Retype, word for word, every line of the records below starting at the one that contains "Objective — set a marker on each instance of the cardboard" and ending at the one that contains "the black backpack"; include both of those lines and nothing more.
[Opening Input for this task section]
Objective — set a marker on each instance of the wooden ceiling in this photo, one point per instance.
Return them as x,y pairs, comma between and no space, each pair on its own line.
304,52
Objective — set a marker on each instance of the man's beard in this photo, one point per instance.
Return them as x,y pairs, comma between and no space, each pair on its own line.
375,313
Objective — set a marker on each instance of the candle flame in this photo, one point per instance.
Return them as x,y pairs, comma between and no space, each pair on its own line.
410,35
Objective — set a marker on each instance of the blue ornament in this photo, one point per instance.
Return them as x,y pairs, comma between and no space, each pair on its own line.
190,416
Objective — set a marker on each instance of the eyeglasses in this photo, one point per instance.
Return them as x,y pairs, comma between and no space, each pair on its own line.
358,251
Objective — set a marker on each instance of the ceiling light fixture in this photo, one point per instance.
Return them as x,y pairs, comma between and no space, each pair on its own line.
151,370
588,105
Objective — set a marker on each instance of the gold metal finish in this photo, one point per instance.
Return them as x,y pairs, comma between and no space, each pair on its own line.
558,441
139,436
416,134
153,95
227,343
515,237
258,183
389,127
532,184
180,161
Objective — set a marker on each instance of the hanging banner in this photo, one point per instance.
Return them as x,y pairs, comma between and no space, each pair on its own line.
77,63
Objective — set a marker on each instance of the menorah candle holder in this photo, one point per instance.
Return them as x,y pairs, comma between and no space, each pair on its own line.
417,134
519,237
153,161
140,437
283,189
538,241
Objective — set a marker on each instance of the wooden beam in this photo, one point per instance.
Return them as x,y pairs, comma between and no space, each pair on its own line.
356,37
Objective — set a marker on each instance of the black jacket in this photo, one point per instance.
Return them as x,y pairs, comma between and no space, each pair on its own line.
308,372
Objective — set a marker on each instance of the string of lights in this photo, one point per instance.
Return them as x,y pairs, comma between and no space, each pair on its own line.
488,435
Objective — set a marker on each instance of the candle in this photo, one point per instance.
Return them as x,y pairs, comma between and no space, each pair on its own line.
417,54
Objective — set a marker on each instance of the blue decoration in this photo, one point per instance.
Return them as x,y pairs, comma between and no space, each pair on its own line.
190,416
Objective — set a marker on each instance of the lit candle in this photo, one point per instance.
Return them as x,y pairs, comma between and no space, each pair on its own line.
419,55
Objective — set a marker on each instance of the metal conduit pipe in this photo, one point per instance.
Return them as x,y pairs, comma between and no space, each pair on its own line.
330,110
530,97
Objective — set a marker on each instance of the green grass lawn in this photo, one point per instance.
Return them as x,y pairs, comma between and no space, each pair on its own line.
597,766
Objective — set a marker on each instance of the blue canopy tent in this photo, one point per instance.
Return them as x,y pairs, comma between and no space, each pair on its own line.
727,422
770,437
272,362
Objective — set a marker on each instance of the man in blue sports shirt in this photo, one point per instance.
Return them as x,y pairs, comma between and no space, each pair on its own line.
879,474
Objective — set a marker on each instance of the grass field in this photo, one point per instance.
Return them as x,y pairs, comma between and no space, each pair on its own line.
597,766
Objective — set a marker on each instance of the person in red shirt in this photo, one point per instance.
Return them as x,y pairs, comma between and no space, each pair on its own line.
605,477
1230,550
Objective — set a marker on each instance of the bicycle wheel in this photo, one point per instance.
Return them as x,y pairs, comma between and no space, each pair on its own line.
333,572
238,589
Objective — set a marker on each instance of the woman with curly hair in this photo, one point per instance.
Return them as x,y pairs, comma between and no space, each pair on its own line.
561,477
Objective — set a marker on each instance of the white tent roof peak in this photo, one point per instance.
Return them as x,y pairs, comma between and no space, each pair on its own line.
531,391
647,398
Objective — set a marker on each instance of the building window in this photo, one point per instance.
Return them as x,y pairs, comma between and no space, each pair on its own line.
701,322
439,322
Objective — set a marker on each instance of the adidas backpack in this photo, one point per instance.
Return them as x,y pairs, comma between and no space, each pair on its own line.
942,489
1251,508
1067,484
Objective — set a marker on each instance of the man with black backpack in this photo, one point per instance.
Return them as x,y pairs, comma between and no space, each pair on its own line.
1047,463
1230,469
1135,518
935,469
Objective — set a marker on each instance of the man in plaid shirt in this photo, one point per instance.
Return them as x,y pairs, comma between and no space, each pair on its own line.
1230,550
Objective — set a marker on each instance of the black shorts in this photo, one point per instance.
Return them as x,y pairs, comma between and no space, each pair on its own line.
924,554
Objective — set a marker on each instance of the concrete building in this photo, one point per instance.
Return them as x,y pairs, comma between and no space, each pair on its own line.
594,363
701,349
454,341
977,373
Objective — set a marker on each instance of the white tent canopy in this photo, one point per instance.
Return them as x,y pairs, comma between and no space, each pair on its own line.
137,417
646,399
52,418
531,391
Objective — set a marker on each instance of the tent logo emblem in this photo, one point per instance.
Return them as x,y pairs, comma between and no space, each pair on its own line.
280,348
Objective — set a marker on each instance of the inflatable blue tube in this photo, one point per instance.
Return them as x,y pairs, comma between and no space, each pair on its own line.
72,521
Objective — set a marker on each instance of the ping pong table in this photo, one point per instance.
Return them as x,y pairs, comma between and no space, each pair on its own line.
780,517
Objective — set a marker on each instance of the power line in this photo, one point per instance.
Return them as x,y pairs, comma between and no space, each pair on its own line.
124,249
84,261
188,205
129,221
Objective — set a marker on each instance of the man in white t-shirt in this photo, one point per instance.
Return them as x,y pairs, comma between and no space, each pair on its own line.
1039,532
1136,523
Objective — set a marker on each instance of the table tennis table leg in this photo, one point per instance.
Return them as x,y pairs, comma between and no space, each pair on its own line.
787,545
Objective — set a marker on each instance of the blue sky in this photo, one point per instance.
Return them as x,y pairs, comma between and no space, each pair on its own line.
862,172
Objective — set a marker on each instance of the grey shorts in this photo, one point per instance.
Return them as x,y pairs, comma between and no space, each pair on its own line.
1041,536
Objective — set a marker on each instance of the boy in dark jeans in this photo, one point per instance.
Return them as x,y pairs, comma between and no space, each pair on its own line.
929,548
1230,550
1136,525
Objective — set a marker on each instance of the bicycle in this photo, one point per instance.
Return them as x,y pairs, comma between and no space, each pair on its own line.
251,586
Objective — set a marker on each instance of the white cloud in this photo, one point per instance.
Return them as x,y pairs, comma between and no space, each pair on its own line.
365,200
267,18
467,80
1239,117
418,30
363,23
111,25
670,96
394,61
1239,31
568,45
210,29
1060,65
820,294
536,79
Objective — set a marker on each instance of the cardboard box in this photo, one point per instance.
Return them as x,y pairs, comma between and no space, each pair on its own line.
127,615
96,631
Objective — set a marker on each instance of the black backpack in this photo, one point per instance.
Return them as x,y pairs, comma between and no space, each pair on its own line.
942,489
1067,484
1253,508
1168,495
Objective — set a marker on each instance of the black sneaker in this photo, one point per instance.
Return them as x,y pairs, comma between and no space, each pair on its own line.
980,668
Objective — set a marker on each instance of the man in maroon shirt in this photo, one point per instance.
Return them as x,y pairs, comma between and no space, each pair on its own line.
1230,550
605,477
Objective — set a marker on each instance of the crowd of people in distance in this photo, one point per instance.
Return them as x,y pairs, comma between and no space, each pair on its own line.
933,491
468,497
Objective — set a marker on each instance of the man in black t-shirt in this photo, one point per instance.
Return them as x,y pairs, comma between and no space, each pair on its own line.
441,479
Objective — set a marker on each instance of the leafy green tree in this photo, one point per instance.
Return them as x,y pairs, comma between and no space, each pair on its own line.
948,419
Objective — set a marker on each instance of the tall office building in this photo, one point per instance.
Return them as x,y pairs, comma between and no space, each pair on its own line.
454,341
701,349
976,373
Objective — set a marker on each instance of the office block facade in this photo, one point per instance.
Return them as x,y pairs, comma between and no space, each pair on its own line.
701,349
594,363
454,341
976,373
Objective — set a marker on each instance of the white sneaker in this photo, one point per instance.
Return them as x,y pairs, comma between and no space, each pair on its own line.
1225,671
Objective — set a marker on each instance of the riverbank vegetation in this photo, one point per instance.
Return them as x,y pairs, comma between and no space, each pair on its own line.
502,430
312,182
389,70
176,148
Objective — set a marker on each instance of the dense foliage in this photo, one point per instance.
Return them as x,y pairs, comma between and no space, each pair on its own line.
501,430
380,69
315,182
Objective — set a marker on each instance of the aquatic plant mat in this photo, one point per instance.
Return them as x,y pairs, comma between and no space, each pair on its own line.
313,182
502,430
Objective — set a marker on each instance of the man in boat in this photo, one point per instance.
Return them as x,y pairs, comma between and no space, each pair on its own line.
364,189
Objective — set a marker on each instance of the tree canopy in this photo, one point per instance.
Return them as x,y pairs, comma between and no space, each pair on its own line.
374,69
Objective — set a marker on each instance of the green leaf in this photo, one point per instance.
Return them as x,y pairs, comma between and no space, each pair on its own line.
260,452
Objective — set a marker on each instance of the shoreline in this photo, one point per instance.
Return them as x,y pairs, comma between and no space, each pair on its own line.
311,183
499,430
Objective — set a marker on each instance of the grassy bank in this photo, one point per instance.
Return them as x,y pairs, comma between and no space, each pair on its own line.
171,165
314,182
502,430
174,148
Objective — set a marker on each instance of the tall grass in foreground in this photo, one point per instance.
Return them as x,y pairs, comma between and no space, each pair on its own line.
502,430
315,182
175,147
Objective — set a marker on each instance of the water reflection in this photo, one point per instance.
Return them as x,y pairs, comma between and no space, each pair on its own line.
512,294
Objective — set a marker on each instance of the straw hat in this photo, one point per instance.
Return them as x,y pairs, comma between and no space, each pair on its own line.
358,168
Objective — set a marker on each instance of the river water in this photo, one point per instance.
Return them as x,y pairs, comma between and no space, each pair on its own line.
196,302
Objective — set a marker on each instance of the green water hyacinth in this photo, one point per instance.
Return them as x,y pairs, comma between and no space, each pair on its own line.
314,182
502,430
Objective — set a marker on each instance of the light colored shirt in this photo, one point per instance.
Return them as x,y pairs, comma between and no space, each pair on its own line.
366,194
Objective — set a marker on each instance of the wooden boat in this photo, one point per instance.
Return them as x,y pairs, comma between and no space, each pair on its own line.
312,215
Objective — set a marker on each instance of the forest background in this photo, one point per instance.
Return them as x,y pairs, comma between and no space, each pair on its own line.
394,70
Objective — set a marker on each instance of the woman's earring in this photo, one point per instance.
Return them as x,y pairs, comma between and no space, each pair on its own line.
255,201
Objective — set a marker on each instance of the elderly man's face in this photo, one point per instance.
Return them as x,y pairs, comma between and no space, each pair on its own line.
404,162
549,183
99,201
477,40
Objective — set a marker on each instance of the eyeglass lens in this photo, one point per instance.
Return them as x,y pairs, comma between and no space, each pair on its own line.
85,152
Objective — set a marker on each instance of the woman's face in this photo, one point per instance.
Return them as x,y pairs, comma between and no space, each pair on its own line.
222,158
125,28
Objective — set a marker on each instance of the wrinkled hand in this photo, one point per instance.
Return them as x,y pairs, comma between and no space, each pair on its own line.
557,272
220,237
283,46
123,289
[Closing Input for this task section]
Written solution:
Objective — set a marker on each instance of the cardboard box in this photo, one point per instance.
Return them as x,y pairs, comma between and no space, each pair on its own line.
127,615
96,631
Objective — set a marker on each instance of the black backpack in this photo, one point per instance.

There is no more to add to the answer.